[edit]
Neural Prediction Errors enable Analogical Visual Reasoning in Human Standard Intelligence Tests
Proceedings of the 40th International Conference on Machine Learning, PMLR 202:39572-39583, 2023.
Abstract
Deep neural networks have long been criticized for lacking the ability to perform analogical visual reasoning. Here, we propose a neural network model to solve Raven’s Progressive Matrices (RPM) - one of the standard intelligence tests in human psychology. Specifically, we design a reasoning block based on the well-known concept of prediction error (PE) in neuroscience. Our reasoning block uses convolution to extract abstract rules from high-level visual features of the 8 context images and generates the features of a predicted answer. PEs are then calculated between the predicted features and those of the 8 candidate answers, and are then passed to the next stage. We further integrate our novel reasoning blocks into a residual network and build a new Predictive Reasoning Network (PredRNet). Extensive experiments show that our proposed PredRNet achieves state-of-the-art average performance on several important RPM benchmarks. PredRNet also shows good generalization abilities in a variety of out-of-distribution scenarios and other visual reasoning tasks. Most importantly, our PredRNet forms low-dimensional representations of abstract rules and minimizes hierarchical prediction errors during model training, supporting the critical role of PE minimization in visual reasoning. Our work highlights the potential of using neuroscience theories to solve abstract visual reasoning problems in artificial intelligence. The code is available at https://github.com/ZjjConan/AVR-PredRNet.

### Data records
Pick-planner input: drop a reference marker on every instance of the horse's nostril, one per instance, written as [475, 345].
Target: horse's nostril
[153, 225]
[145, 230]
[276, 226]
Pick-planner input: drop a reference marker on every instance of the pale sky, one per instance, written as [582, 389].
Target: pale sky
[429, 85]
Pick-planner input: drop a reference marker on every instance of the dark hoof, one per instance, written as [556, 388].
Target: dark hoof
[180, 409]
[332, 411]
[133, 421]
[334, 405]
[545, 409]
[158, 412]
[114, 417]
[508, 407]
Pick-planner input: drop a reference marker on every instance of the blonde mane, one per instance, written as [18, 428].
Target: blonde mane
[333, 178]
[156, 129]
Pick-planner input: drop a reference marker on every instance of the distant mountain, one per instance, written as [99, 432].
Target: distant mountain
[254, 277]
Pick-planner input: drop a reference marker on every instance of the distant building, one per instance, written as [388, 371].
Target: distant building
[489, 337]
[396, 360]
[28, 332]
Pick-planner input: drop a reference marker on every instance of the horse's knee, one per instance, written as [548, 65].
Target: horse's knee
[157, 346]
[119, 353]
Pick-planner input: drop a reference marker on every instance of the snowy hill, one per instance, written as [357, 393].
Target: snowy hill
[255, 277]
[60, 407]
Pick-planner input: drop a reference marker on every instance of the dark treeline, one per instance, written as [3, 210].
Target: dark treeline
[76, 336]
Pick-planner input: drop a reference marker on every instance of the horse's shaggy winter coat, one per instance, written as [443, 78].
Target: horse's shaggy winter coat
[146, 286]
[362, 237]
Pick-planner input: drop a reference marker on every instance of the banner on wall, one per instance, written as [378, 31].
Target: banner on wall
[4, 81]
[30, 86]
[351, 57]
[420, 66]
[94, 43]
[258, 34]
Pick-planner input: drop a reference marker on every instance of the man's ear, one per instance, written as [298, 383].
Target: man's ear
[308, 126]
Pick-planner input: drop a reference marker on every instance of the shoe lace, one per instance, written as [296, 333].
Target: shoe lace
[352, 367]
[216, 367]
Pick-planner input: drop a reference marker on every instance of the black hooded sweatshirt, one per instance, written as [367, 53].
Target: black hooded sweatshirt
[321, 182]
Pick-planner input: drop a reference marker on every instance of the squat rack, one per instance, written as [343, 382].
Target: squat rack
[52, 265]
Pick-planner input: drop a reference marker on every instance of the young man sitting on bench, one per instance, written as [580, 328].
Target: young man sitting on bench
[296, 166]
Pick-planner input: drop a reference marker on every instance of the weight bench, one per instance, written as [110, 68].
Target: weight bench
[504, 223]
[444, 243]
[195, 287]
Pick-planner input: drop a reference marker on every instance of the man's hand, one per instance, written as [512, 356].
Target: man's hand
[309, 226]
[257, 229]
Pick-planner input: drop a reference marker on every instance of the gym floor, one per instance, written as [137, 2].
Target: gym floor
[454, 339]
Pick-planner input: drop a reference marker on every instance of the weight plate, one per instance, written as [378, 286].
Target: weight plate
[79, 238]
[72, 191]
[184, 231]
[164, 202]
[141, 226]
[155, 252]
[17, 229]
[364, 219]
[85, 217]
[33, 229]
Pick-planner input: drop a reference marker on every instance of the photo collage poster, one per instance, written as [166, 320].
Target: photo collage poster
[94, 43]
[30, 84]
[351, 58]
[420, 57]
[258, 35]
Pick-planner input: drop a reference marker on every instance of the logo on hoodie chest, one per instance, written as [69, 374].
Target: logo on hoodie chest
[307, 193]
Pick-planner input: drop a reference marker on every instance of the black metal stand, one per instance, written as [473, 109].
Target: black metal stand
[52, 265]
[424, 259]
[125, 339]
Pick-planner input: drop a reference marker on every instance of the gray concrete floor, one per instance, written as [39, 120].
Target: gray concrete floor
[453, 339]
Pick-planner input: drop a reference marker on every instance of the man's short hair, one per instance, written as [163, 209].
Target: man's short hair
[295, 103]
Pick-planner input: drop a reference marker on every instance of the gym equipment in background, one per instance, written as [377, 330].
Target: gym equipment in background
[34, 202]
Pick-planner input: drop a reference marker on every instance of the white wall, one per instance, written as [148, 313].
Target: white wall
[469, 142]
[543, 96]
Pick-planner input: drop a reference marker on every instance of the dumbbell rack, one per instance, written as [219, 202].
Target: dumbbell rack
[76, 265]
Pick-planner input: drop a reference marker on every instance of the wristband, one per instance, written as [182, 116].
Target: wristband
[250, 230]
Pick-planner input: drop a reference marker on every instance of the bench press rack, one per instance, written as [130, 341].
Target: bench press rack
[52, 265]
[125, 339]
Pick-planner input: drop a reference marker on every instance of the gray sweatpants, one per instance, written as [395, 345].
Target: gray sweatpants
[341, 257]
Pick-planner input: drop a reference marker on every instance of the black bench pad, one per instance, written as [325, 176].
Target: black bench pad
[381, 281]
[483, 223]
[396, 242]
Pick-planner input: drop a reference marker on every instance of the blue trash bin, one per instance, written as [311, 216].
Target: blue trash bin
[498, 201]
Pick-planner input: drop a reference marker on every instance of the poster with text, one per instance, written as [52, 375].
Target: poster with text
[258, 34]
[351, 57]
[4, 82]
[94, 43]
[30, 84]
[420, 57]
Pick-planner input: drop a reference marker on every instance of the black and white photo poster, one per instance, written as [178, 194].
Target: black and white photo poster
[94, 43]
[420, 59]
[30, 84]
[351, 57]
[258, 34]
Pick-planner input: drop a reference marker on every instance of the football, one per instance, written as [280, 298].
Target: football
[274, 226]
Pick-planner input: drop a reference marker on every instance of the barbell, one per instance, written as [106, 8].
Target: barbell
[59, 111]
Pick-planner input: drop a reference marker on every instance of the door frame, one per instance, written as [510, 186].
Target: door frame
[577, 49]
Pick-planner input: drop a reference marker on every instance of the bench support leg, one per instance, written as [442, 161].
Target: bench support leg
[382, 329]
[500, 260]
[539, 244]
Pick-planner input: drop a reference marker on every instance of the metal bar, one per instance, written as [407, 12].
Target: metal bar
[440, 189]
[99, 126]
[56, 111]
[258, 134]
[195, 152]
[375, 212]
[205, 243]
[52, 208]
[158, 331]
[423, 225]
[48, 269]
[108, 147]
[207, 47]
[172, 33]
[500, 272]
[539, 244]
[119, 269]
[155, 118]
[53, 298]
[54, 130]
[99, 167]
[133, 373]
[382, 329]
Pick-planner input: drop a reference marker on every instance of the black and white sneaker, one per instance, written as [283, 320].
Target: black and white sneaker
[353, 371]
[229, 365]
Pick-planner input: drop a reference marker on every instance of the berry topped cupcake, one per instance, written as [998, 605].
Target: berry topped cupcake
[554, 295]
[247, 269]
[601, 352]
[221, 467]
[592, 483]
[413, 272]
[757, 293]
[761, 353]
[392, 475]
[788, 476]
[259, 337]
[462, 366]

### Aim of the task
Condense the paragraph of the PredRNet abstract above that begins "Deep neural networks have long been criticized" into a bulleted list that keeps its main facts.

### Task result
- Deep neural networks have long been criticized for lacking analogical visual reasoning.
- The authors propose a neural network model to solve Raven's Progressive Matrices (RPM), a standard intelligence test in human psychology.
- They design a reasoning block based on prediction error (PE), a concept from neuroscience:
  - Convolution extracts abstract rules from high-level visual features of the 8 context images and generates the features of a predicted answer.
  - PEs between the predicted features and those of the 8 candidate answers are calculated and passed to the next stage.
- These blocks are integrated into a residual network to form the Predictive Reasoning Network (PredRNet).
- PredRNet achieves state-of-the-art average performance on several important RPM benchmarks.
- It generalizes well in a variety of out-of-distribution scenarios and other visual reasoning tasks.
- During training, it forms low-dimensional representations of abstract rules and minimizes hierarchical prediction errors, supporting PE minimization's critical role in visual reasoning.
- The work highlights the potential of neuroscience theories for abstract visual reasoning problems in artificial intelligence.
- The code is available at https://github.com/ZjjConan/AVR-PredRNet.